Job ▸ Update the items in the lines holding "of the mint" through "the wheelchair push", inclusive, by replacing "wheelchair" with "chair". Give only those lines back, with everything else left unchanged.

Supplied material ▸

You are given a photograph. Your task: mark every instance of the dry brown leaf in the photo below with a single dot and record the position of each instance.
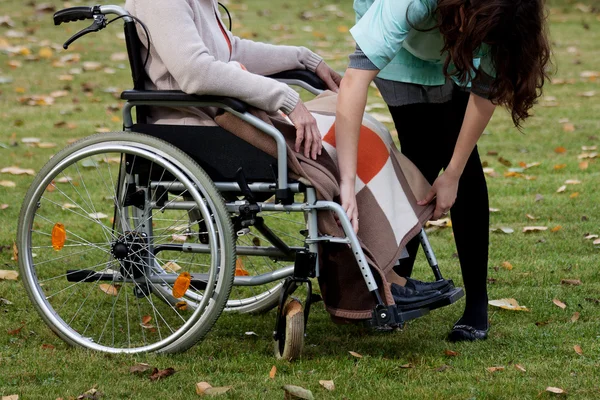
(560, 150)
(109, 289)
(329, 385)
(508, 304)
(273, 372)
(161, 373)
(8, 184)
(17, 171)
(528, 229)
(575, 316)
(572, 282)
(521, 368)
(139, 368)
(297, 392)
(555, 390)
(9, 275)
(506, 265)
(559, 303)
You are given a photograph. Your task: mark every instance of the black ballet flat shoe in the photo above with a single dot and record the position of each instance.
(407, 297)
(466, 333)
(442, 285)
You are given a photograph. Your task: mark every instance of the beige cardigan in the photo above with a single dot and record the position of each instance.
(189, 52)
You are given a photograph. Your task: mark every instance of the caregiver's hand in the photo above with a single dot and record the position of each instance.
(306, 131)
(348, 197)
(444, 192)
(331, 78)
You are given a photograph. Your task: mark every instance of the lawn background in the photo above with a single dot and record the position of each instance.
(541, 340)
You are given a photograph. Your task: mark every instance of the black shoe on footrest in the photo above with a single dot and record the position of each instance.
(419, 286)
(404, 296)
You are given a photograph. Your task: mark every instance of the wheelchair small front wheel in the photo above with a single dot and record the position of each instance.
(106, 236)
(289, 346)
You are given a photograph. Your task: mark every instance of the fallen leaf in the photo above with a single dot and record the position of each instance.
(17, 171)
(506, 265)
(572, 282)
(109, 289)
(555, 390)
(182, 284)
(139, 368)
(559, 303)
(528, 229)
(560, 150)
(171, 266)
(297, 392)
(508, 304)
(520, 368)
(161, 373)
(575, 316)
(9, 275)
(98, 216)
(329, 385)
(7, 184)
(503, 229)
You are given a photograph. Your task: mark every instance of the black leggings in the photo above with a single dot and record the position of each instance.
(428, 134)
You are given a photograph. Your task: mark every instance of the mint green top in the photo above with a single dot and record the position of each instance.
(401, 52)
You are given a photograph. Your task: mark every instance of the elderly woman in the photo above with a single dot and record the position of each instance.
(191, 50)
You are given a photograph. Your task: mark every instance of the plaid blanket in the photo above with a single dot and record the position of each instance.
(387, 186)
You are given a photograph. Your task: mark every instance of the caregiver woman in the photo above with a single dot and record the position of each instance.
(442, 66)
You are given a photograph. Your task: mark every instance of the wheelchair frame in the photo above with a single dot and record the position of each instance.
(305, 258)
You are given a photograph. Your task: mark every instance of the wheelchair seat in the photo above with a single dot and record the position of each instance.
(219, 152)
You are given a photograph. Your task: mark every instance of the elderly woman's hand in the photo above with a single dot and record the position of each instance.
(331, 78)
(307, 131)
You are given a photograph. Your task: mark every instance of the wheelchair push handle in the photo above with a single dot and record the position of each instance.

--

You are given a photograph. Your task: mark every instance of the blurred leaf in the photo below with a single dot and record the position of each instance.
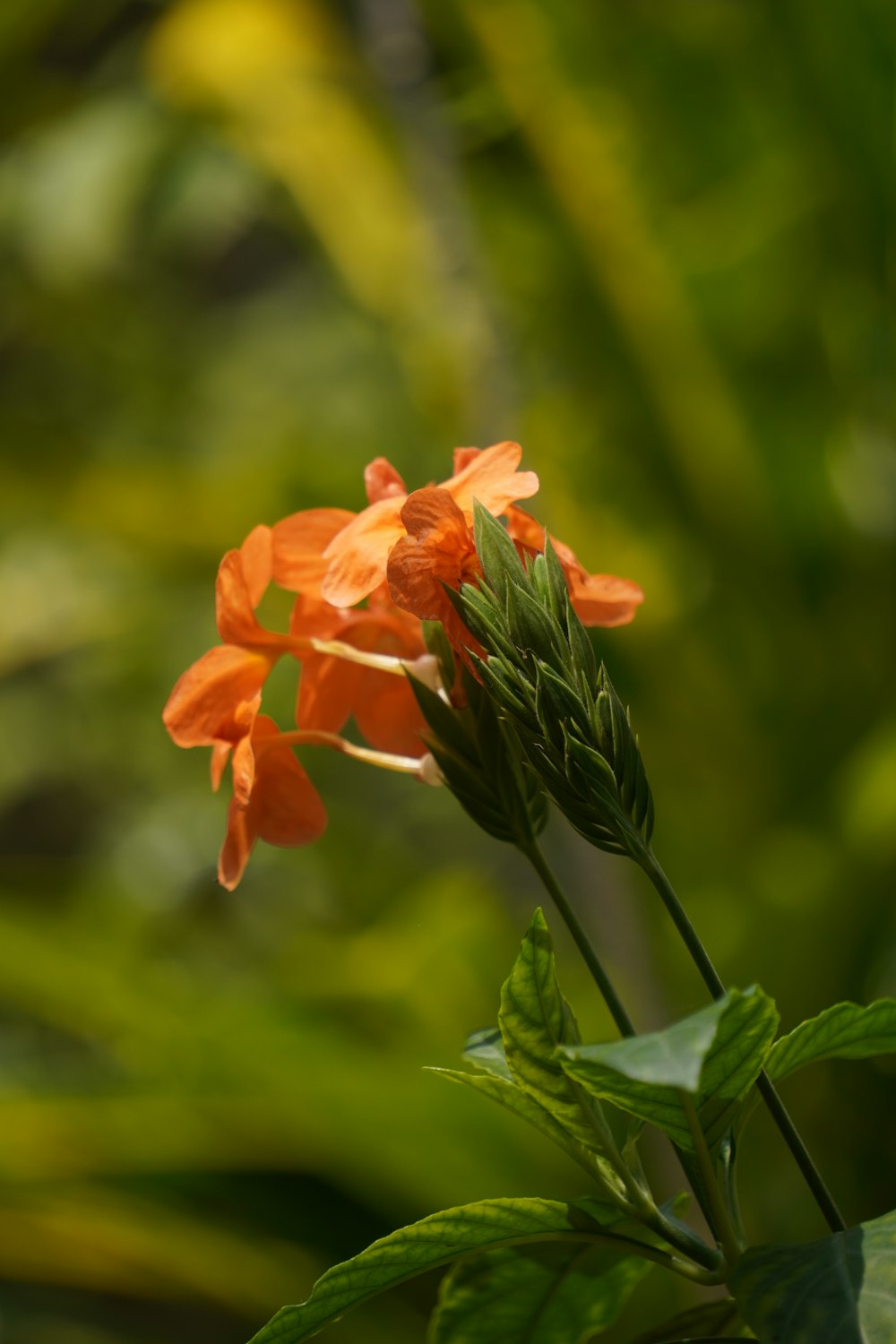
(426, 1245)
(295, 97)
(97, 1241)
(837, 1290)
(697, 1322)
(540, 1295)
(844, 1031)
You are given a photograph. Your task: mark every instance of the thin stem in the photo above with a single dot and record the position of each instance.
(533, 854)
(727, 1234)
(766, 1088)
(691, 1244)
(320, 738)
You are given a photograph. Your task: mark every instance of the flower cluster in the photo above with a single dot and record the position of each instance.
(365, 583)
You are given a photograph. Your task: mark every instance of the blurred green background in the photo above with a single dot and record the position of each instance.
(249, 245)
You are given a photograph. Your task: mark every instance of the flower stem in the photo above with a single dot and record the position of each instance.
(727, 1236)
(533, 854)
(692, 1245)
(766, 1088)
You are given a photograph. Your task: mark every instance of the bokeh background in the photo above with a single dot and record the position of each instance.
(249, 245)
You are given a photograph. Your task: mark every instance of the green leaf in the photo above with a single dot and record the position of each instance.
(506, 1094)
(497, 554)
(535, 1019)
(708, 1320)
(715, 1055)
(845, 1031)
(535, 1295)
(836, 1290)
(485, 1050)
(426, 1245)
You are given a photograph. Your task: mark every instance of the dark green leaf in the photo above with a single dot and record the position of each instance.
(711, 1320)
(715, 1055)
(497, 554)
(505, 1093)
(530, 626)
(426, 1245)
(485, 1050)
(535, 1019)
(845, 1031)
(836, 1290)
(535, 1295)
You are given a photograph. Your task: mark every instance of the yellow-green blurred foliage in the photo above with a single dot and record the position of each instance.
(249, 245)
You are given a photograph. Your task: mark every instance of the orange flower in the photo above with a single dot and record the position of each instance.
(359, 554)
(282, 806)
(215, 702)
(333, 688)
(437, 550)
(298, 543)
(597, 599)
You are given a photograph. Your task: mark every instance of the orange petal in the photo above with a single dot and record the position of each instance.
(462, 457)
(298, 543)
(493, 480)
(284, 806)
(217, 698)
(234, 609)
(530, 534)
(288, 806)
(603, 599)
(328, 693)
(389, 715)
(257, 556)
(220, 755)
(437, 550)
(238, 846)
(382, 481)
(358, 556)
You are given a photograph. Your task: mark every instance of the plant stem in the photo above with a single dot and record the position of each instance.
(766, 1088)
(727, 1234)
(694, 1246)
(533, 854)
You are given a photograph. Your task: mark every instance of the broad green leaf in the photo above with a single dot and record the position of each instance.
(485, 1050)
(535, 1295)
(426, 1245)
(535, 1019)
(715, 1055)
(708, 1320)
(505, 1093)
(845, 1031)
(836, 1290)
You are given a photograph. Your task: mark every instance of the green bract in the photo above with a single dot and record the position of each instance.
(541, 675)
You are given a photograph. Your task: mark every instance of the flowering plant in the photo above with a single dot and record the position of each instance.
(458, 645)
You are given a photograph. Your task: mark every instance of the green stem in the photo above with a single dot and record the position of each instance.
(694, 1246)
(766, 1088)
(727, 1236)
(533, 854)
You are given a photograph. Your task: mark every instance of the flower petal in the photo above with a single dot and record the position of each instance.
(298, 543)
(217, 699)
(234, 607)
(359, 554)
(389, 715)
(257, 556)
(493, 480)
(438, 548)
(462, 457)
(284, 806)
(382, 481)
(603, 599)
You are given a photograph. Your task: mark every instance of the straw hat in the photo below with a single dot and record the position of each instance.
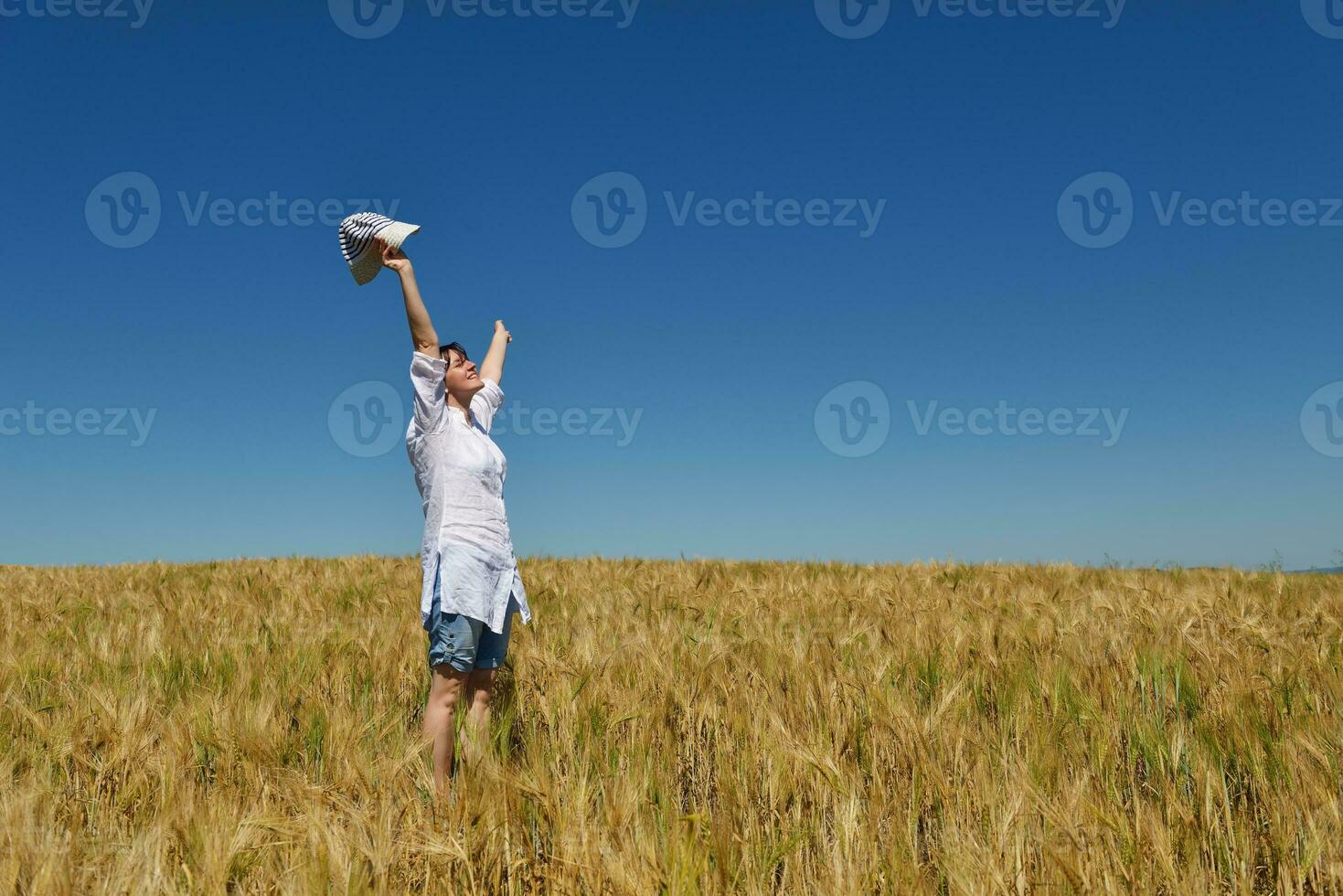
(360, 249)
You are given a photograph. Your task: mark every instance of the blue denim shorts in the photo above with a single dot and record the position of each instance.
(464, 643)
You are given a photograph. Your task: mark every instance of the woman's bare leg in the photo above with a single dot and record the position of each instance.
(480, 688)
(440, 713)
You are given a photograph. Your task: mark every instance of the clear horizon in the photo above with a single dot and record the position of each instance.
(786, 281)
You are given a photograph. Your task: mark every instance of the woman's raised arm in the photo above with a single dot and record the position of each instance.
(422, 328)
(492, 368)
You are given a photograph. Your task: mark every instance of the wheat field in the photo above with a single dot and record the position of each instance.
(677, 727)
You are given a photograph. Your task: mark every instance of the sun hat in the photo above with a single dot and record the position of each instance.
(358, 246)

In response ▸
You are given a photograph. Your task: mark every instance of the mint green top in the photo above with a single dot and record the position of each instance.
(401, 52)
You are given a photograph. Your task: mark every instance of the elderly woman in the photo above with a single dot and record the position of each instance.
(191, 50)
You are given a photograph. Your task: mark every instance of the plaid blanket in the photo above with a single dot and record the position of each instance.
(387, 186)
You are given a photograph. Your task: mark every instance of the caregiver woman in the photo above with a single dot and record the position of each instance.
(442, 66)
You are given a photograph. Your task: mark every instance of the chair frame in the photo above with a single dot and record the position of each instance.
(305, 258)
You are given a photograph. Your task: mark every instance of the chair seat in the photo above with a single dot and record the position of each instance.
(219, 152)
You are given a photograph. Your task: mark every instance of the elderly woman's hand in the photo above with a single dot and record the position of each instance.
(331, 78)
(307, 131)
You are given a photograph. Your task: mark every instance of the chair push handle in the photo above with a single dot and record the position of each instance.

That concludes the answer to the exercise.